**Entries from a dataset:**
------------------------------------------------------------------------

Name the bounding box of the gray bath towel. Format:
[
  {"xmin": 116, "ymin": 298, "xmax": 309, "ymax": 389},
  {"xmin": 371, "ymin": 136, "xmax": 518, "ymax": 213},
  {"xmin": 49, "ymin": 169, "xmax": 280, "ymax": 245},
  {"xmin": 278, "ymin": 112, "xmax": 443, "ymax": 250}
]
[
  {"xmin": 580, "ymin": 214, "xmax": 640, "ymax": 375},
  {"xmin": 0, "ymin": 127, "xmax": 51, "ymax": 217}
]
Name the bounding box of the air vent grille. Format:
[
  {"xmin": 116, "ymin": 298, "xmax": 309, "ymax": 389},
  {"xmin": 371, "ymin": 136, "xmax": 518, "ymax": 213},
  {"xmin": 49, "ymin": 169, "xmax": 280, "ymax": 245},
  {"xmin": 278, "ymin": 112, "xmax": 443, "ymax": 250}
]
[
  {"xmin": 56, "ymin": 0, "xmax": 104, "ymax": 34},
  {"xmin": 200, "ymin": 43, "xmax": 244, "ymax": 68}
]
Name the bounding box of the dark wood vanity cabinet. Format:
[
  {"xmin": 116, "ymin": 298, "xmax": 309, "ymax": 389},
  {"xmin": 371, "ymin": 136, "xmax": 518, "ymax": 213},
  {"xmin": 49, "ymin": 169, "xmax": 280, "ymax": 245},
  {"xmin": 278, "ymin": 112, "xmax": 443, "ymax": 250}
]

------------------------------------------------------------------------

**DIRECTIONS FOR THIS TASK:** Update the data above by swapping each "Name the bounding box" for "Give the bounding box", keeping everything else the same.

**SOLUTION TO THE EXERCISE:**
Give the bounding box of the gray bath towel. Format:
[
  {"xmin": 116, "ymin": 298, "xmax": 309, "ymax": 389},
  {"xmin": 371, "ymin": 136, "xmax": 518, "ymax": 213},
  {"xmin": 49, "ymin": 169, "xmax": 280, "ymax": 245},
  {"xmin": 278, "ymin": 112, "xmax": 443, "ymax": 250}
]
[
  {"xmin": 580, "ymin": 214, "xmax": 640, "ymax": 375},
  {"xmin": 0, "ymin": 127, "xmax": 51, "ymax": 217}
]
Give the bounding box of the air vent grille. Format:
[
  {"xmin": 116, "ymin": 298, "xmax": 309, "ymax": 389},
  {"xmin": 371, "ymin": 136, "xmax": 518, "ymax": 213},
  {"xmin": 49, "ymin": 169, "xmax": 280, "ymax": 245},
  {"xmin": 278, "ymin": 112, "xmax": 443, "ymax": 250}
]
[
  {"xmin": 56, "ymin": 0, "xmax": 104, "ymax": 34},
  {"xmin": 200, "ymin": 43, "xmax": 244, "ymax": 68}
]
Give the bounding box of the dark wood vanity cabinet. Format:
[
  {"xmin": 116, "ymin": 298, "xmax": 309, "ymax": 389},
  {"xmin": 371, "ymin": 136, "xmax": 518, "ymax": 213},
  {"xmin": 49, "ymin": 169, "xmax": 280, "ymax": 245},
  {"xmin": 278, "ymin": 112, "xmax": 443, "ymax": 250}
]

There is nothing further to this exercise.